| WHAT YOU NEED TO DO |
Please restate the passage on property policy limitations from "It’s a Trap!  Common" up to and including "your property policy.", changing "denied claim" to "rejected claim".

┌─ PASSAGE PROVIDED

Alec Johnson, CISR October 23, 2017 5 min read

It’s a Trap!  Common Coverage Limitations That Could be Lurking in Your Property Policy

At first glance, a commercial property policy seems straightforward.  It lists the property covered, what causes of loss are covered, and how much it’s covered for.  But did you know that there are many ways a property policy’s coverage can be restricted?  If an insured is not fully aware of the limitations of their property policy, they may find themselves with a denied claim or a much smaller payout than they expected.

hidden traps in your property policy

It's a trap!


Here are a few of the common restrictions that may be hiding in your property policy.

A MARGIN CLAUSE can severely limit how much your blanket property coverage pays out.  Instead of having the full blanket amount available at each covered location, the margin clause endorsement imposes specific limits to each location within the blanket.  This endorsement nullifies one of a blanket property limit’s most valuable advantages, allowing property limits to move between locations fluidly.

Example of Margin Clause:  You have three buildings valued at $2 million each that are covered by a blanket limit of $6 million.  One of your buildings suffers a total loss and it costs $2.6 million to rebuild.  Under an unrestricted blanket the full $6 million is available to cover the loss.  If there was a margin clause that limited the payout to 110% of the building’s value, you would only have $2.2 million available to you.

└─
┌─ LISTED RECORDS

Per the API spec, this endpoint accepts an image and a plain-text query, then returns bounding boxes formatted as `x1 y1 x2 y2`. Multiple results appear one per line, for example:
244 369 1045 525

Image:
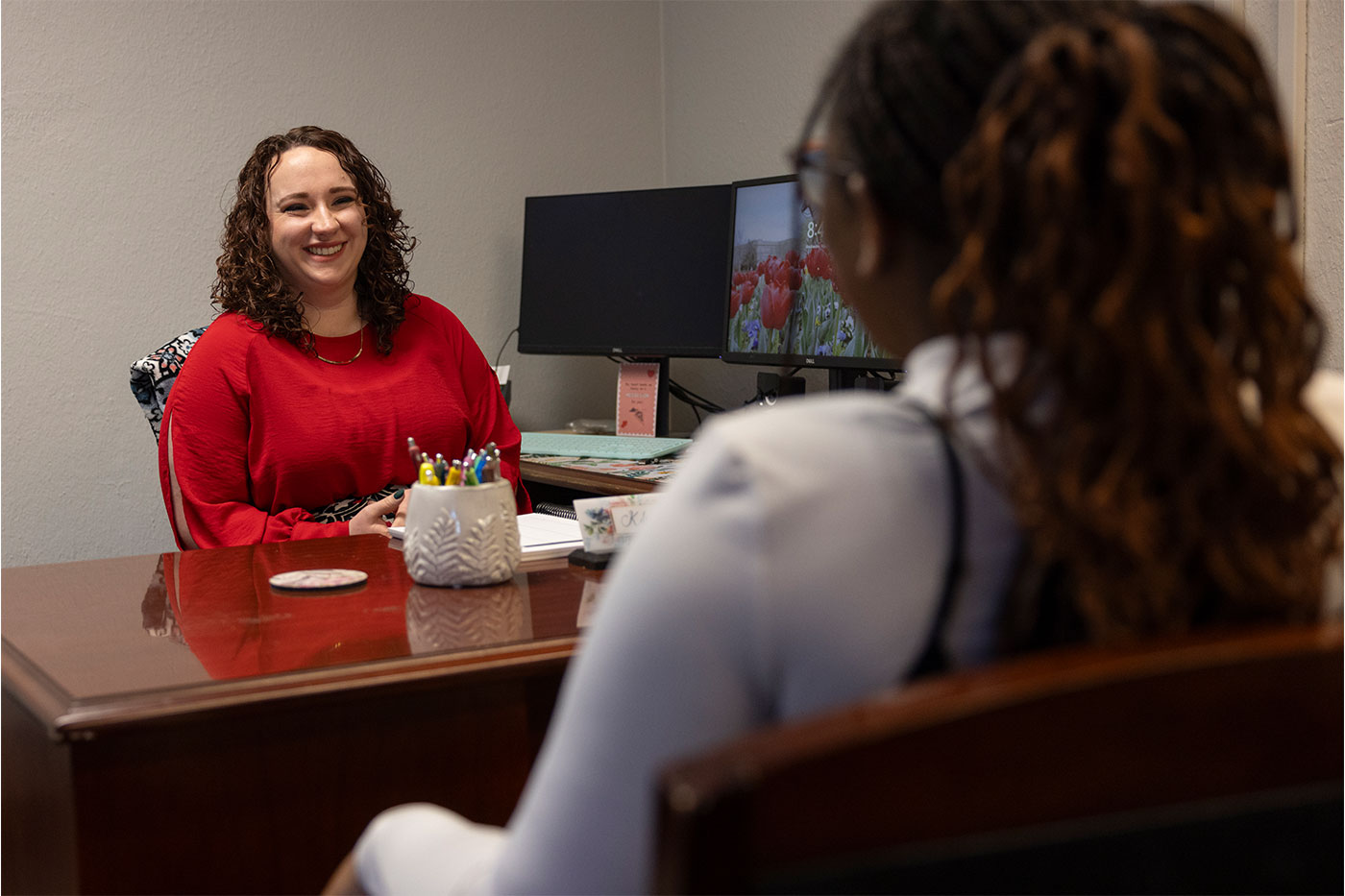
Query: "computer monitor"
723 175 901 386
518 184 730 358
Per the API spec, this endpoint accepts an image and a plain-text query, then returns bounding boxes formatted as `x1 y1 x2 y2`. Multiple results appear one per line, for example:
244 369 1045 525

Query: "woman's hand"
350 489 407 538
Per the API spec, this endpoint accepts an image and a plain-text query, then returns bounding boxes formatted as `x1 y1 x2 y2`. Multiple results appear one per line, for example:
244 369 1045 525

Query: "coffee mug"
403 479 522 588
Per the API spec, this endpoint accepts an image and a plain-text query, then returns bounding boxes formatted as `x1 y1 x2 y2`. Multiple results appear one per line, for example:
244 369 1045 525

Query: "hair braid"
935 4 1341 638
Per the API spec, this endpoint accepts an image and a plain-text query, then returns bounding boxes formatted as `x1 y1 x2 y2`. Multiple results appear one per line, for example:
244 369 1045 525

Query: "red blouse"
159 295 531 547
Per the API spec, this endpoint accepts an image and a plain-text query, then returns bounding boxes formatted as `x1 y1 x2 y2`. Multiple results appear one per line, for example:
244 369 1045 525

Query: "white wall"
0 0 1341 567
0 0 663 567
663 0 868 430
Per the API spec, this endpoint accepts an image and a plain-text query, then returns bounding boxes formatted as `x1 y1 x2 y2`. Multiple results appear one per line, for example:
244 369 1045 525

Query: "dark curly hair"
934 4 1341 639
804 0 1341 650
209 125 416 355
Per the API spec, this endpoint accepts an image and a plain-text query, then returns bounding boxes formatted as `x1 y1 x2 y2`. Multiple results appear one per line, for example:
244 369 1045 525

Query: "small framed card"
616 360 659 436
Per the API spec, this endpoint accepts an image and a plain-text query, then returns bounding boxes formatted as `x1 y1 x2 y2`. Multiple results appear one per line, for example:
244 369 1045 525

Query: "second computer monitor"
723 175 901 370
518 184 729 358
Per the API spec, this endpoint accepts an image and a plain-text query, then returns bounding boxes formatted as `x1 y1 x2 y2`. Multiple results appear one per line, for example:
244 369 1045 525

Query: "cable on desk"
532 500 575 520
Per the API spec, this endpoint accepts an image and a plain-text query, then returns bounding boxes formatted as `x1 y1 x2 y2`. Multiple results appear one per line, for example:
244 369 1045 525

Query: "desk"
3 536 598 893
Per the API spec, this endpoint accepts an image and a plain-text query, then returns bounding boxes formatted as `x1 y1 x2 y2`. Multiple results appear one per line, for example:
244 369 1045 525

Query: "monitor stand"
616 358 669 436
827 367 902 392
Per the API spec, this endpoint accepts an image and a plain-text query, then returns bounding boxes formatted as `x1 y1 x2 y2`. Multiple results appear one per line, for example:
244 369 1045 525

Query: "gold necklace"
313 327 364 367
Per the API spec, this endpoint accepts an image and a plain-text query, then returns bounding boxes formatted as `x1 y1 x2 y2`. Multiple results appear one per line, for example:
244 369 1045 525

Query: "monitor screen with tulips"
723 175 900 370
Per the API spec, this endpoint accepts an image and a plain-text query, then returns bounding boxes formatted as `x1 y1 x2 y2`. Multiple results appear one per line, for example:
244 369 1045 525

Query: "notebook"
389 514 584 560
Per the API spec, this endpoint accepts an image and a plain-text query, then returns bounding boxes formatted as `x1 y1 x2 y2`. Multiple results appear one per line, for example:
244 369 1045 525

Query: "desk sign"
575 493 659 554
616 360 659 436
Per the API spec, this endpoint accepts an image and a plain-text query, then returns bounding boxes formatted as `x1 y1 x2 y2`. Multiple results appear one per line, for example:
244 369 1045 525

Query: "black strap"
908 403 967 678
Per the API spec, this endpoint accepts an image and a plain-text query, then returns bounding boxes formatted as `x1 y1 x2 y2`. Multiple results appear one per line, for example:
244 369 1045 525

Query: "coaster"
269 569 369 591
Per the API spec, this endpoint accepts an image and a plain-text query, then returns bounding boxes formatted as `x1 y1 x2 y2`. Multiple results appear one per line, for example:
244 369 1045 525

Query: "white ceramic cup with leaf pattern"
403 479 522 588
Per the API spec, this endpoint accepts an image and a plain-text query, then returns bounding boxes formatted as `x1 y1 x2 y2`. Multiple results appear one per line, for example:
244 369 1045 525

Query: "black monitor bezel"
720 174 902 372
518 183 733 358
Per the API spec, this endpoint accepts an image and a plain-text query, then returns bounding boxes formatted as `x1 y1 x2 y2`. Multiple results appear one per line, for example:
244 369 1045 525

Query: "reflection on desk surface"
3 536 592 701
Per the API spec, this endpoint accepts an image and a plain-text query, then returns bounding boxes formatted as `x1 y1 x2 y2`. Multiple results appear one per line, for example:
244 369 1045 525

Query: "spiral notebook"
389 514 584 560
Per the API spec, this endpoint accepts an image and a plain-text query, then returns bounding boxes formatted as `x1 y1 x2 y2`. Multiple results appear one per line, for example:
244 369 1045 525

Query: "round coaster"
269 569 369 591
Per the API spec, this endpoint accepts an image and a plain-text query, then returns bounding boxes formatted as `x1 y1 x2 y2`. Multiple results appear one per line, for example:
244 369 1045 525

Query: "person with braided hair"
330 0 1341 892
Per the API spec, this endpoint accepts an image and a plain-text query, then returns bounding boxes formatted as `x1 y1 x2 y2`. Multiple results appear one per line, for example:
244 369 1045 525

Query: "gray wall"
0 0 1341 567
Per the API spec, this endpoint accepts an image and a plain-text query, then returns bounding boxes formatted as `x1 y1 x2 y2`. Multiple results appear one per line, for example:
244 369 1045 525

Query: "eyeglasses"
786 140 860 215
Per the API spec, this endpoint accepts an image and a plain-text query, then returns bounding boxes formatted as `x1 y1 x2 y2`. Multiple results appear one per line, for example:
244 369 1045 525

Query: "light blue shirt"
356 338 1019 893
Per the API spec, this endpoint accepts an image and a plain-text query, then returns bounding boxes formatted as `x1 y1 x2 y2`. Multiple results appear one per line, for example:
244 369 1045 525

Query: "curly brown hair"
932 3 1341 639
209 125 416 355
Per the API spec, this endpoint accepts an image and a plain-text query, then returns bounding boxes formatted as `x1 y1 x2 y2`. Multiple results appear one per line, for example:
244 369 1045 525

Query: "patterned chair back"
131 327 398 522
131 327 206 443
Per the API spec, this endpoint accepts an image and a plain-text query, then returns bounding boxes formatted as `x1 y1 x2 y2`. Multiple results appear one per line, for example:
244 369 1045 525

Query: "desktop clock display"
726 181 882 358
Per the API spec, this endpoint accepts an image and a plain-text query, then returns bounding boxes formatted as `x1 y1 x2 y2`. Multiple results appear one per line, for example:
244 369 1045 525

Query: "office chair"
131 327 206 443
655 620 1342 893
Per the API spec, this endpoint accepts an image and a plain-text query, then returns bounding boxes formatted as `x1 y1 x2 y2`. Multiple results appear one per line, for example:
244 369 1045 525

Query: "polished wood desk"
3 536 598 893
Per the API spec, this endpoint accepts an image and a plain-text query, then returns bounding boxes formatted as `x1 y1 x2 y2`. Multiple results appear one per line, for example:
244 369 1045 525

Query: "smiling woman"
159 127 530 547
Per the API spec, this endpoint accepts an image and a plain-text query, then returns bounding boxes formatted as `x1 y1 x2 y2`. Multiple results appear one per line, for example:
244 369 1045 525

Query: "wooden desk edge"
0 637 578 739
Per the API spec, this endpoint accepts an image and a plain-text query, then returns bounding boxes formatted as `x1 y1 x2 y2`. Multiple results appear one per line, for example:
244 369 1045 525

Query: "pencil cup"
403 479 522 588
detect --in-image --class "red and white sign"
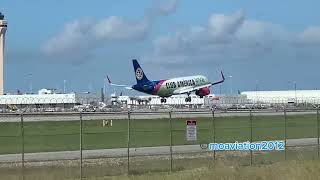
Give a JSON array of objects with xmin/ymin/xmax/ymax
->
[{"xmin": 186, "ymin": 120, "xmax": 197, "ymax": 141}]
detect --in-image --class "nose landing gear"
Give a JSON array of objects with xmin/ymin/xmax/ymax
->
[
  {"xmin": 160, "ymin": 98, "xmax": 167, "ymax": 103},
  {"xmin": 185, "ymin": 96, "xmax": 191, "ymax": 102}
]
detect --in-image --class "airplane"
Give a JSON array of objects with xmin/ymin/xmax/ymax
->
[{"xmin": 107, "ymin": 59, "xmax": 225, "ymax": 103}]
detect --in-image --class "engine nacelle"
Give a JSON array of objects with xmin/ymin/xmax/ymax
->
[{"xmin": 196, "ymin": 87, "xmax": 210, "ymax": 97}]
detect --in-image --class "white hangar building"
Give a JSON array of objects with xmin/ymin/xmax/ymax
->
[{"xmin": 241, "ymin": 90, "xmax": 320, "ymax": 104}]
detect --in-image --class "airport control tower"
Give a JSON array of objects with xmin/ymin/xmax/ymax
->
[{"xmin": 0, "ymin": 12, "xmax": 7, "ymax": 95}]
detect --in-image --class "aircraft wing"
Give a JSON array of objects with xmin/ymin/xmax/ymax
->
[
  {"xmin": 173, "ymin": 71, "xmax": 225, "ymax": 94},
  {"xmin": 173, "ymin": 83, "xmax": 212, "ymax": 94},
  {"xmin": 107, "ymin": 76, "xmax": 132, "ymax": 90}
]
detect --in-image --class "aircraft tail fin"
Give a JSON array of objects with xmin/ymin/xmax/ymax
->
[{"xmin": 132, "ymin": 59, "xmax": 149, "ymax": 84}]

└─

| SOLUTION TO THIS EXERCISE |
It’s a Trap!  Common Coverage Limitations That Could be Lurking in Your Property Policy

At first glance, a commercial property policy seems straightforward.  It lists the property covered, what causes of loss are covered, and how much it’s covered for.  But did you know that there are many ways a property policy’s coverage can be restricted?  If an insured is not fully aware of the limitations of their property policy, they may find themselves with a rejected claim or a much smaller payout than they expected.

hidden traps in your property policy

It's a trap!


Here are a few of the common restrictions that may be hiding in your property policy.